EXTRACT TO READ:
━━━━━━━━━━━━━━━━━━━━

9

Looking to index a CSV file to ElasticSearch, without using Logstash. I am using the elasticsearch-dsl high level library.

Given a CSV with header for example:

name,address,url
adam,hills 32,http://rockit.com
jane,valleys 23,http://popit.com

What will be the best way to index all the data by the fields? Eventually I'm looking to get each row to look like this

{
"name": "adam",
"address": "hills 32",
"url":  "http://rockit.com"
}
bluesummers
  • 11,365
  • 8
  • 72
  • 108
  • It looks like `elasticsearch-dsl` depends on the `elasticsearch-py` library. Checkout [elasticsearch-py's docs](https://elasticsearch-py.readthedocs.io/en/master/#example-usage) on an example of how to insert a document. –  Jan 10 '17 at 17:14
  • The question is not about indexing documents, but about a technique how to index entire .csv files into elasticsearch – bluesummers Jan 10 '17 at 19:06

2 Answers2

41

This kind of task is easier with the lower-level elasticsearch-py library:

from elasticsearch import helpers, Elasticsearch
import csv

es = Elasticsearch()

━━━━━━━━━━━━━━━━━━━━

DATA LINES:
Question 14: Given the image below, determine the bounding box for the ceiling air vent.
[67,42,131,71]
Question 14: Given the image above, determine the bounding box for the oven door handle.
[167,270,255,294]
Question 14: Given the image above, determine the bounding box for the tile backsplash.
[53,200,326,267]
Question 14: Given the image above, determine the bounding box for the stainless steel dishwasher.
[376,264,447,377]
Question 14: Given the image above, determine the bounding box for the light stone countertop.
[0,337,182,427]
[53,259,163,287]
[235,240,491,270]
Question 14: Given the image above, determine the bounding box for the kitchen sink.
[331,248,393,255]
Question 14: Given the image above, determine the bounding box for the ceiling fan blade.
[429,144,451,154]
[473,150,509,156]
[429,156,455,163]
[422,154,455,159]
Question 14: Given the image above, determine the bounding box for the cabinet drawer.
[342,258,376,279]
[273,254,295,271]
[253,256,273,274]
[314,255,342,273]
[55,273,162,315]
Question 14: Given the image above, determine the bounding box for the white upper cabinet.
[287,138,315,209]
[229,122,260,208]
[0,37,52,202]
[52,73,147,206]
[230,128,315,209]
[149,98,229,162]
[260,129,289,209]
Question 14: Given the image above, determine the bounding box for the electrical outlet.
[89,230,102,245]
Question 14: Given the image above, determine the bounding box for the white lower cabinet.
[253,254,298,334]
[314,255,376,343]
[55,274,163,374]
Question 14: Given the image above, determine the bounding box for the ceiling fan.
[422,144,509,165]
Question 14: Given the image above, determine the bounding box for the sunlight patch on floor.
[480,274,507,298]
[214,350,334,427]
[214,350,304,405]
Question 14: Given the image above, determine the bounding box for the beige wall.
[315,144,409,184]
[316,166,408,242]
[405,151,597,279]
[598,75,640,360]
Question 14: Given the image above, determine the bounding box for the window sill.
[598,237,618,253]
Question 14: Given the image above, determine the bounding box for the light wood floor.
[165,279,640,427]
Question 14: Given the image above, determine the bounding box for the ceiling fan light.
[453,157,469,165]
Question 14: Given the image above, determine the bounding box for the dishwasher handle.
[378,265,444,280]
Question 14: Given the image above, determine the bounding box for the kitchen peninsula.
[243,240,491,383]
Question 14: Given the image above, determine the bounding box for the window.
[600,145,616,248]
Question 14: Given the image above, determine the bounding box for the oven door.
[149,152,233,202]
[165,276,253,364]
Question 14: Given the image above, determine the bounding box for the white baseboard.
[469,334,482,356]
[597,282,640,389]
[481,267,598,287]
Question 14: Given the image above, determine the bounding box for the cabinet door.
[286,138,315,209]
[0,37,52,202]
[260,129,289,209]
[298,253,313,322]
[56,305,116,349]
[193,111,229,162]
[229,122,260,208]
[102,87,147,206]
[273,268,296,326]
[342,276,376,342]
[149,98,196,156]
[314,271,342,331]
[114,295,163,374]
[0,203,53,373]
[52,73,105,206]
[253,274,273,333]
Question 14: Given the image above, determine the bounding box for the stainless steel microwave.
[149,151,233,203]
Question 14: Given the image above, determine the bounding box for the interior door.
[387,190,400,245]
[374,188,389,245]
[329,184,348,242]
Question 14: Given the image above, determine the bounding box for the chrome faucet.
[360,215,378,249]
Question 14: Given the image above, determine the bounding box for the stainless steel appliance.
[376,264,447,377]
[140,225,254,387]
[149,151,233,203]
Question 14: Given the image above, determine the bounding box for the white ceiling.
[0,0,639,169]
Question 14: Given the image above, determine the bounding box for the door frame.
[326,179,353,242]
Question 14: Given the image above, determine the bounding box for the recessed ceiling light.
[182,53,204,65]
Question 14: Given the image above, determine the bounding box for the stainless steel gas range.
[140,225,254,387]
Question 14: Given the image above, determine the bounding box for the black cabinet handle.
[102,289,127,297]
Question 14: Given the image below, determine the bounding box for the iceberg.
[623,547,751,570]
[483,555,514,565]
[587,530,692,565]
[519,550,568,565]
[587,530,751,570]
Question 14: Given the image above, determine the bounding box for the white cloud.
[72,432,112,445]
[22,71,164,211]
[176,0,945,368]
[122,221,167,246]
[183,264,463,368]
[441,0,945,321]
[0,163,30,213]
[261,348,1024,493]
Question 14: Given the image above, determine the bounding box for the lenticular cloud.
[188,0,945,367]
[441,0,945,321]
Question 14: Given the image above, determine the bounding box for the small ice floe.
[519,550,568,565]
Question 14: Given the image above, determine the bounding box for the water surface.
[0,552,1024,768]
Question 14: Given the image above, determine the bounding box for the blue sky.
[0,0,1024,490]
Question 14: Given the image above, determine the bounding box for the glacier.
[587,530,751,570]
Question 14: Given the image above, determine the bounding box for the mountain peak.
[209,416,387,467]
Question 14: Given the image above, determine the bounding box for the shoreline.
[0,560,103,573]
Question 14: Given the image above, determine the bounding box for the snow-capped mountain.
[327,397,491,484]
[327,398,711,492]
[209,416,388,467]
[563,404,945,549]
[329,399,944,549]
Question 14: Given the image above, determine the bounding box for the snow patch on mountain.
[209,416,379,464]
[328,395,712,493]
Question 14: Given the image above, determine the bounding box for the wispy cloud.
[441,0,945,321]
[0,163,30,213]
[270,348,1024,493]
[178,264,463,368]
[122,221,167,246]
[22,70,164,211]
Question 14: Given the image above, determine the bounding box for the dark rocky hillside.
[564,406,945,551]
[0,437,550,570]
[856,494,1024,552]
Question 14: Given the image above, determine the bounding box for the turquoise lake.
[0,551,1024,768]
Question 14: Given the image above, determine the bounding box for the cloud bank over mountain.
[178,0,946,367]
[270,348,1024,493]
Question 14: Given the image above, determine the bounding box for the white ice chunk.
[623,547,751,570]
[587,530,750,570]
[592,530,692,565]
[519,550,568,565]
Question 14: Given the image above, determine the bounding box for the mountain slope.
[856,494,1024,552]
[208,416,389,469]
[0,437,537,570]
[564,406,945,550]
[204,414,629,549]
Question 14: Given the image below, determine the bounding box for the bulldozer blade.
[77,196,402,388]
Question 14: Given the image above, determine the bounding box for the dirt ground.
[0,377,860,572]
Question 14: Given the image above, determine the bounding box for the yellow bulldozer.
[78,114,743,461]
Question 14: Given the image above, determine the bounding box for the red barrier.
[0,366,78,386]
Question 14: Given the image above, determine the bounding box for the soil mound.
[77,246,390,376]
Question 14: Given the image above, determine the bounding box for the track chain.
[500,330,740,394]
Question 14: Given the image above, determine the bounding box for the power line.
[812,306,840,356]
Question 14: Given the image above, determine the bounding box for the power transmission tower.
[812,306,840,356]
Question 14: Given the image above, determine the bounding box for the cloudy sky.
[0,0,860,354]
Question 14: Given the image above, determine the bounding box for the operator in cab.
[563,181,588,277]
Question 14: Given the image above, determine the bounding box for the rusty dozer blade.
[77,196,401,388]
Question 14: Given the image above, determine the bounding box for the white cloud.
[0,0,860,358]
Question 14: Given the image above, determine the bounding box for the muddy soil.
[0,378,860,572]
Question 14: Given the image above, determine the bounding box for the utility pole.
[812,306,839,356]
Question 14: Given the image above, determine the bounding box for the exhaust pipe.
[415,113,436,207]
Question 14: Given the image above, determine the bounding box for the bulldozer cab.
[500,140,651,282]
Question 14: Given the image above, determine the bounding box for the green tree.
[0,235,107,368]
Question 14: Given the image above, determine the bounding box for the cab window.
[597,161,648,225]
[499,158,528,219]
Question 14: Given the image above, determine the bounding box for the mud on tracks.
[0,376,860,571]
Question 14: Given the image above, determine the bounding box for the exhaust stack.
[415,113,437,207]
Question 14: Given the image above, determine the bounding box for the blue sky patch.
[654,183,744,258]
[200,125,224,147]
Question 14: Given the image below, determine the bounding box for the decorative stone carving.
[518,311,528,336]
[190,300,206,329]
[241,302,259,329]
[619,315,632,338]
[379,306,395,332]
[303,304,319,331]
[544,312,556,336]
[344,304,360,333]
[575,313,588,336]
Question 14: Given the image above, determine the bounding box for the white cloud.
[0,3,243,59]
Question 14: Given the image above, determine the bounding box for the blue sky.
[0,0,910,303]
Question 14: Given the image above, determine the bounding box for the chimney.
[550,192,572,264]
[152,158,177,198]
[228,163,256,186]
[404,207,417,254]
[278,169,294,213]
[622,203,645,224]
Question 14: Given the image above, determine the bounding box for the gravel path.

━━━━━━━━━━━━━━━━━━━━

DIRECTIONS FOR THIS TASK:
Copy out the forum thread above on indexing a CSV file into Elasticsearch in full, reproducing every character without change.

PROBLEM SOLUTION:
9

Looking to index a CSV file to ElasticSearch, without using Logstash. I am using the elasticsearch-dsl high level library.

Given a CSV with header for example:

name,address,url
adam,hills 32,http://rockit.com
jane,valleys 23,http://popit.com

What will be the best way to index all the data by the fields? Eventually I'm looking to get each row to look like this

{
"name": "adam",
"address": "hills 32",
"url":  "http://rockit.com"
}
bluesummers
  • 11,365
  • 8
  • 72
  • 108
  • It looks like `elasticsearch-dsl` depends on the `elasticsearch-py` library. Checkout [elasticsearch-py's docs](https://elasticsearch-py.readthedocs.io/en/master/#example-usage) on an example of how to insert a document. –  Jan 10 '17 at 17:14
  • The question is not about indexing documents, but about a technique how to index entire .csv files into elasticsearch – bluesummers Jan 10 '17 at 19:06

2 Answers2

41

This kind of task is easier with the lower-level elasticsearch-py library:

from elasticsearch import helpers, Elasticsearch
import csv

es = Elasticsearch()